__Vos tâches__
[1] Traduisez en anglais cette phrase de l'extrait sur la 3D dans les films Détective Conan : « Une fois de plus, la 3D pique les yeux. »
[2] Poursuivez l'extrait sur la 3D dans les films Détective Conan à la suite de sa dernière phrase.

__Extrait__
Les traits noirs permettent non seulement de revenir à un look plus "manga" de la série,
mais aussi aux coloristes de coloriser plus précisément les images, et créer 
un rendu visuel final de qualité supérieure


 Qui plus est, et c'est un élément qui a rebuté même les Japonais les plus candides, la 3D n'a jamais été extrêmement bien réussie dans les films Détective Conan. La production de DC s'y était essayée dans le film 7 (Les Croisements de l'ancienne capitale, 2003), en modélisant en trois dimensions la moto d'Heiji. Résultat désastreux. Quelques années plus tard, la même expérience est tentée, mais dans le film 10 (Le Requiem des détectives, 2006). Une fois de plus, la 3D pique les yeux. 
 Le problème ne vient pas du fait que des éléments de 3D sont mélangés avec du dessin en deux dimensions, c'est là quelque chose qui est utilisé régulièrement dans beaucoup d'excellents animés Japonais. Non, le léger bémol de cette pratique est que le réalisateur des films Conan, qui s'occupe de la gestion du budget (embaucher tel dessinateur plutôt que tel dessinateur parce que son ancienneté fait qu'il est moins payé qu'un dessinateur plus vieux, ne pas utiliser des tablettes de dessin récentes pour les animations car elles coûtent plus cher à utiliser …), sait qu'il ne doit absolument pas faire de dépassement de budget, et réduit les coûts au plus simple. Les visuels des effets 3D sont donc pre-préparés par TMS Photo Studio (TMS étant le studio de production de Conan, et le Photo Studio le département qui s'occupe des animations 3D), au moindre coût, et envoyés au Studio A-Cat, qui lui prend les visuels et les transforment en réelle composite 3D... mais une 3D de mauvaise ou basse qualité, car TMS ne paye que pour le strict minimum. TMS payant le moins possible lors de la préparation des visuels en interne, et payant le moins possible A-Cat, les séquences en trois dimensions ont tendance à être de piètre qualités, et ne rendent bien que lorsqu'utilisées avec parcimonie, ce qui a été le cas du film 18, et, dans une moindre mesure, du film 19. Résultat des courses : les rendus 3D de qualité sont tellement rares, que nous l'avons même mentionné dans notre critique de l'opening 41.

__Lignes fournies__

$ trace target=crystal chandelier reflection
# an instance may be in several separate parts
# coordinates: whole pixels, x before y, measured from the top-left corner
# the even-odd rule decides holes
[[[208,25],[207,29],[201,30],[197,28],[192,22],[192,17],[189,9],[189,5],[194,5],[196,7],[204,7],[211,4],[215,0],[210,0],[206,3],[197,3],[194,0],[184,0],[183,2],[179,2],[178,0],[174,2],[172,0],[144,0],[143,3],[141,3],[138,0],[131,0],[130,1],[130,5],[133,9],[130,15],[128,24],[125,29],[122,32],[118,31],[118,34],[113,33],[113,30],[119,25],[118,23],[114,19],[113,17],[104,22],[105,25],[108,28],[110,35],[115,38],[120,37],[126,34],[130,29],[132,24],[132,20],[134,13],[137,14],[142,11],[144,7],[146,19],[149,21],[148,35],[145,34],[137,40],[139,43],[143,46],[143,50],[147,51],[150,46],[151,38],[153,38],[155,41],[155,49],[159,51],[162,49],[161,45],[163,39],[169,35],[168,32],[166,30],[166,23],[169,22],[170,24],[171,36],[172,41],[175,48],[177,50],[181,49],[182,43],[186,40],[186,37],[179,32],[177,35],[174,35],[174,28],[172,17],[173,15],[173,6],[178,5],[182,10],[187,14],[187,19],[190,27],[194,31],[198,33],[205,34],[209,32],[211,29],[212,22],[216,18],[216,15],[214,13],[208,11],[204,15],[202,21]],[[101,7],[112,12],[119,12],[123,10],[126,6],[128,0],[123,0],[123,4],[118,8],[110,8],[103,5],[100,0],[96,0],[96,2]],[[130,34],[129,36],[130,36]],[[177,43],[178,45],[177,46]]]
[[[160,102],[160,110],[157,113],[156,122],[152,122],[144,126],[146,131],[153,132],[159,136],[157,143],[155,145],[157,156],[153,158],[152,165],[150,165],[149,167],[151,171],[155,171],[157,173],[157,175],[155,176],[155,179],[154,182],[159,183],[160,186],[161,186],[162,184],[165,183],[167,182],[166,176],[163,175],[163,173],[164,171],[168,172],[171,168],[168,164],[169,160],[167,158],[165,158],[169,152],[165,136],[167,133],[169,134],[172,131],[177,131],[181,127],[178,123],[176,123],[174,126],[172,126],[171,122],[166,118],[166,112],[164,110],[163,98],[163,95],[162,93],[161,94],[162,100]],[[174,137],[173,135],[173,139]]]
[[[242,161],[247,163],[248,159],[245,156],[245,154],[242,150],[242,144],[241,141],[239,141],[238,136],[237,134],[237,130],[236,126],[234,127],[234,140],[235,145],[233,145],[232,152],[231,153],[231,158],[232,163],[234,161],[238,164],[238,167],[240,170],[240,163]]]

__Réponses par tâche__
[1] Once again, the 3D is hard on the eyes.

[2]
De gauche à droite : modèle 3D foireux lorsque mis en mouvement sur un fond en 3D tout aussi foireux,
modèle 3D foireux sur un fond en 3D tout aussi foireux mais sur lequel est animé un Conan en 2D qui rend foireux,
et un fond foireux sur lequel est collé une moto en 2D, qui rend très foireux

Mais si l'on s'éloigne de tout ce qui touche au visuel, un autre problème est bel et bien remarquable dans les derniers films Détective Conan : leur OST.
 Alors que le compositeur des musiques des films Détective Conan, Katsuo Ôno, est toujours le même depuis Le Gratte-ciel infernal, quelques changements ont été opérés : les thèmes des cinq ou six premiers films, de nos jours devenus des OST mythiques de l'animation japonaise, ne sont presque plus utilisés dans les films à partir du film 11, 12 et 13. A contrario, Ôno (ou la production des films?) préfère multiplier les pistes, pour pouvoir ensuite écrire sur la jaquette des CD « 95 pistes sonores !!!!! ». Ces pistes ont beau être plus nombreuses, elles font toutes entre dix et trente secondes, et ne restent pas dans les mémoires, là où l'OST du film 5 (45 pistes), du film 4 (28 pistes), et du film 1 (17 pistes) auront eu tendance à bien plus nous marquer.
 C'est là un point faible en soi mineur, mais qui peut avoir d'énormes répercussions sur les films. Un filler sorti en 2015, au scénario mauvais et aux animations bousesques, sera tout de même bien plus apprécié s'il n'a du début à la fin que des remix des premières OST de la série. Il en va de même avec les films, comme le film 18, où nous n'avons pas forcément envie de réentendre la même piste sonore de 35 secondes en continu... surtout lorsque celle-ci est utilisée pour tenter d'embellir une scène ou une phase du film mal scénarisée.

Et les scénarios, voilà encore un autre problème.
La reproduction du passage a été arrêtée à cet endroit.